◆ **THE PROBLEM**: Retype the records exactly, including every line.
··· MATERIAL FOR THE TASK
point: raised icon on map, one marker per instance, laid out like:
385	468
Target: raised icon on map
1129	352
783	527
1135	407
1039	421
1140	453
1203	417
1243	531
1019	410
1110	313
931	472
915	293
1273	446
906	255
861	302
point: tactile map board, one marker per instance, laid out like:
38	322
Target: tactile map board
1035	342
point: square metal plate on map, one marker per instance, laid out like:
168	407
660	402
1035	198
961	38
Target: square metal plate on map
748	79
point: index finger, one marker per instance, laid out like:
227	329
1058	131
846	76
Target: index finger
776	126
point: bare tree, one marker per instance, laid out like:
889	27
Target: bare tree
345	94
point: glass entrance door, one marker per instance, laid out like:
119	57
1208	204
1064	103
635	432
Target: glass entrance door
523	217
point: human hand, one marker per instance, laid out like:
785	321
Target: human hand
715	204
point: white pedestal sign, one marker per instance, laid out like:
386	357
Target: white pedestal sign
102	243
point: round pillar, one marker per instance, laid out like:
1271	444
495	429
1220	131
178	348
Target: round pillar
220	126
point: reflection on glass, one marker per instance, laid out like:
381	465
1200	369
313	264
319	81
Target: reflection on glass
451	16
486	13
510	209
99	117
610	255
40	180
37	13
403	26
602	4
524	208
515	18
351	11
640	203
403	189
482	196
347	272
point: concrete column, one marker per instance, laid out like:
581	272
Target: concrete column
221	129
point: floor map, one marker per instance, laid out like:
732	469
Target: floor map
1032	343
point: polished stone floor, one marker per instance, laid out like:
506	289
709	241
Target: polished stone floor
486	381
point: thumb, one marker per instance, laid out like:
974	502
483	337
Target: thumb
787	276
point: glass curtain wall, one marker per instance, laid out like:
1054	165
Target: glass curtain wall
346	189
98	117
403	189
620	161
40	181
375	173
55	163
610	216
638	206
······
◆ **OUTPUT OF THE EXERCISE**:
point: raised icon on map, one marker per instance, laid out like:
385	468
Target: raised icon on map
1129	352
783	527
1135	407
1039	421
1140	453
1203	417
1243	531
1019	410
1110	313
931	472
915	293
1273	446
906	255
861	302
point: tactile map board, one marker per instance, laid out like:
38	322
Target: tactile map board
1035	342
point: square metal plate on map, one marker per instance, laid out like:
168	407
660	402
1035	198
961	38
Target: square metal plate on map
748	79
point: index finger, one marker per instance, laid out like:
227	329
1058	131
846	76
Target: index finger
776	126
point: bare tree, one marker per instance, laid out like:
889	27
Target: bare tree
345	94
point: glass entrance door, one marker per instance, laid out like:
119	57
1208	204
1064	103
635	432
Target: glass entrance door
523	217
point: human hand, one marker per instance, laid out like:
785	321
Target: human hand
715	204
point: white pedestal sign, one marker per instance, laid out like:
386	357
Target: white pedestal sign
102	243
point: round pillar, one marker per instance, laid out like:
1271	444
495	429
1220	131
178	348
Target: round pillar
220	126
point: reflection on glass, one marker per instance, laid out like:
381	465
1200	369
313	264
319	81
Target: reflection on glass
451	16
486	13
510	209
99	117
610	255
40	180
37	13
403	26
602	4
524	208
515	18
351	11
640	203
403	189
482	196
347	272
point: concrete column, one marker per instance, laid out like:
581	272
Target: concrete column
221	129
point: floor map, one marker per instance, laid out like:
732	469
Target: floor map
1032	343
point: polished stone floor, one marker per instance, laid out like:
506	289
709	241
Target: polished stone floor
486	381
point: thumb, one marker per instance, laid out like:
974	502
483	337
Target: thumb
787	276
point: glass curtain wall, one marker per instance, laid out like:
1054	165
Target: glass curtain wall
346	189
98	117
403	189
620	161
40	181
375	173
55	163
610	216
638	206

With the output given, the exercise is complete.